• [Selected extract]
# New Ortega Algorithm By Oscar Roth Anderson (odder93)



## chicken9290 (Jul 16, 2011)

I was cubing with Oscar on Twist The Web when he gave me this new ortega algorithm. Even though I use full cll sometimes its helpful to know fast ortega algorithms, and i thought the majority of speedcubers would also agree. 

Oscar's Channels: 
http://www.youtube.com/user/Minxer2011
http://www.youtube.com/user/odder93

Algorithm: R2 U' R2 [U' D' ] R2 U' R2


----------



## JyH (Jul 16, 2011)

I find R2 U' R2' U2' y R2 U' R2' much faster...


----------



## OMGitsSolved (Jul 16, 2011)

JyH said:


> I find R2 U' R2' U2' y R2 U' R2' much faster...


 
+1


----------



## chicken9290 (Jul 16, 2011)

JyH said:


> I find R2 U' R2' U2' y R2 U' R2' much faster...



in the video i also explain that you could do that but with the other one i averaged 1.32. and with the other version i averaged 1.54. so for now ill just be using the original. But thanks


----------



## OMGitsSolved (Jul 16, 2011)

And I don't even think Odder uses that channel anymore. It's Minxer2011, right? How do you know he developed this alg?


----------



## cuberkid10 (Jul 16, 2011)

Becuase he said so himself. I was there.


----------



## OMGitsSolved (Jul 16, 2011)

cuberkid10 said:


> Because he said so himself. I was there.


Fixed. Yeah, but was it really worthy to make a thread about it?


----------



## chicken9290 (Jul 16, 2011)

OMGitsSolved said:


> And I don't even think Odder uses that channel anymore. It's Minxer2011, right? How do you know he developed this alg?



There were witnesses in the room i doubt he would feel to not tell the truth about the case he made.

• [Provided material]
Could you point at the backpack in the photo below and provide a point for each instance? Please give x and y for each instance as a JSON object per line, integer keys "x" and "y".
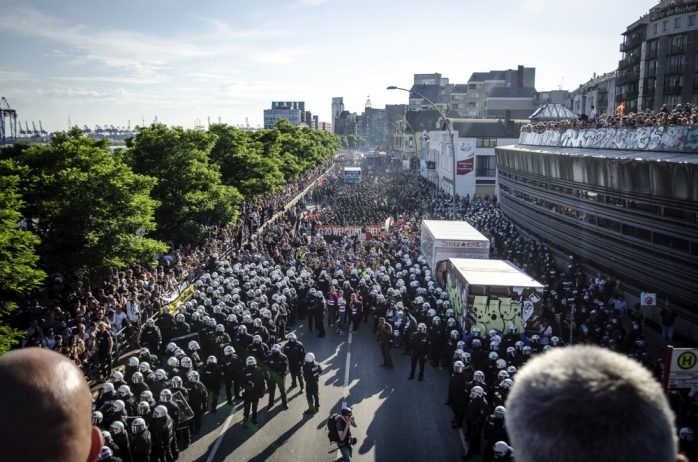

• [Exercises]
1. Can you turn the paragraph in the Ortega algorithm thread that starts "I was cubing with Oscar" into a short bulleted list that keeps its main facts?
2. Could you copy everything in the Ortega algorithm thread from "# New Ortega" down to "would also agree."?
3. Would you proceed with the Ortega algorithm thread, picking up right after its last post?
The listing has nothing to do with the Ortega algorithm thread.

• [Solved problems]
1.
- While cubing with the poster on Twist The Web, Oscar gave them a new Ortega algorithm.
- The poster sometimes uses full CLL but still finds fast Ortega algorithms helpful to know.
- The poster thinks most speedcubers would agree.

2.
# New Ortega Algorithm By Oscar Roth Anderson (odder93)



## chicken9290 (Jul 16, 2011)

I was cubing with Oscar on Twist The Web when he gave me this new ortega algorithm. Even though I use full cll sometimes its helpful to know fast ortega algorithms, and i thought the majority of speedcubers would also agree.

3.
He also made other cases that i could put put up like the y perm on top and j perm on bottom


----------



## Stefan (Jul 16, 2011)

Is this a dumb joke or do you really think this is something new?


----------



## nlCuber22 (Jul 16, 2011)

Setup: R U' R' y'

uh how to sorve

d' U R U R'
omg newalg


----------



## blah (Jul 16, 2011)

1. he really thinks this is something new
2. he's still doing it slow
3. because he's doing it wrong


----------



## JyH (Jul 16, 2011)

You sound like a complete kissass the Odder during this video.


----------



## nlCuber22 (Jul 16, 2011)

Ask Shaden how to do this right.


----------



## ben1996123 (Jul 16, 2011)

lololol

troll



Spoiler


----------



## vcuber13 (Jul 17, 2011)

youve never solved a sq1 have you?


----------



## OMGitsSolved (Jul 17, 2011)

nlCuber22 said:


> Setup: R U' R' y'
> 
> uh how to sorve
> 
> ...


 
Lol


----------



## RyanReese09 (Jul 17, 2011)

vcuber13 said:


> youve never solved a sq1 have you?


 
Nice.


----------



## Kirjava (Jul 17, 2011)

even if this was new, new algs don't really need entire topics to themselves. there's a thread for that.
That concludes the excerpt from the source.